"Eu to aqui por todas as mulheres que morrem todos os dias por abortos inseguros" - Ato Pela Legalização do Aborto no Rio
Nesta sexta-feira, dia 22, milhares de pessoas se reúniram na fente da ALERJ para uma manifestação pela legalização do aborto. O ato seguiu até a Cinelândia com palavras de ordem e obteve apoio popular em diversos momentos. A Polícia Militar acompanhou o trajeto do ato de longe, e o protesto foi pacífico.
Ao chegar na Cinelândia, a Polícia Militar já demonstrava outra atitude, chegando a expulsar as/os manifestantes da escadaria da Câmara com truculência e formar um cordão de isolamento impedindo que a manifestação ocorresse ali. Diante disso, as presentes no protesto entoaram gritos pelo fim da PM e em memória de Marielle Franco e dos mortos nas favelas, incluindo recentemente um menino de 14 anos que ia para a escola na Maré quando foi alvejado pelo Caveirão.

- _Itens_

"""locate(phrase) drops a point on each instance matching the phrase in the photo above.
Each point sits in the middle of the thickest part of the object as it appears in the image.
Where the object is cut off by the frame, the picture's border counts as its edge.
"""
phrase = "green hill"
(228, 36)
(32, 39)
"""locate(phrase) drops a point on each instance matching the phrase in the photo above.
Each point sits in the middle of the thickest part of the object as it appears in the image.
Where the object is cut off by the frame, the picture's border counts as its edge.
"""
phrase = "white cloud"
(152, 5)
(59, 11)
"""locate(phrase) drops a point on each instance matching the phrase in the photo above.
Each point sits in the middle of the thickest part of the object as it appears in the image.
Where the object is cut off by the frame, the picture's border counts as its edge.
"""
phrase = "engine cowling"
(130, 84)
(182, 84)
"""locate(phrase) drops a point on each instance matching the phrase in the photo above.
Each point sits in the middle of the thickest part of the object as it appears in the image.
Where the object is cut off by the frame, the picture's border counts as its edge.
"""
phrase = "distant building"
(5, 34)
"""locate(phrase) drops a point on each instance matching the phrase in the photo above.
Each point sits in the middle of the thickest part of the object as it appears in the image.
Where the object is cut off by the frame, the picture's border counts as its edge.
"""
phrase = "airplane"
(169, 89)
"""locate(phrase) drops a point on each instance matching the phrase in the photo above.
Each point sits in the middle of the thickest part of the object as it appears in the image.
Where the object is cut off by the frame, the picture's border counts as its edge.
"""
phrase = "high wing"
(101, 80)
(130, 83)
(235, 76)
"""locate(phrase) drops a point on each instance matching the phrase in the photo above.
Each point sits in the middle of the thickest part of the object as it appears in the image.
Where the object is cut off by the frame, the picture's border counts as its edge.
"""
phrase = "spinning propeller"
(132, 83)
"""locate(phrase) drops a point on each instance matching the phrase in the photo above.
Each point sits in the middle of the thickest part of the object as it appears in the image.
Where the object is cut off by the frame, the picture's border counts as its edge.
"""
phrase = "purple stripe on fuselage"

- _Tarefas a realizar_
• A. Segundo o texto sobre o ato pela legalização do aborto no Rio, até onde a manifestação seguiu depois de se reunir em frente à ALERJ?
• B. Dê seguimento ao texto sobre o ato pela legalização do aborto no Rio, começando logo após a última frase apresentada.

- _Respostas às tarefas_
• A. Até a Cinelândia.

• B.
O protesto foi realizado após a câmara dos deputados argentina aprovar o projeto de lei que legaliza o aborto depois de uma intensa pressão do movimento feminista local. O projeto lá segue para o Senado, onde também deve ser aprovado. O ato ocorreu para pressionar que o mesmo ocorra aqui.
Sarah Winter, uma militante contrária ao aborto legal, realizou um protesto contrário à manifestação na Candelária, cuja ideia inicial era a de abraçar a igreja, porém dado o baixo número de participantes não foi possível. As duas manifestações não se encontraram em momento algum.
Mas por que uma pauta como o aborto legal mobiliza tantas pessoas? Deixaremos as próprias manifestantes responderem.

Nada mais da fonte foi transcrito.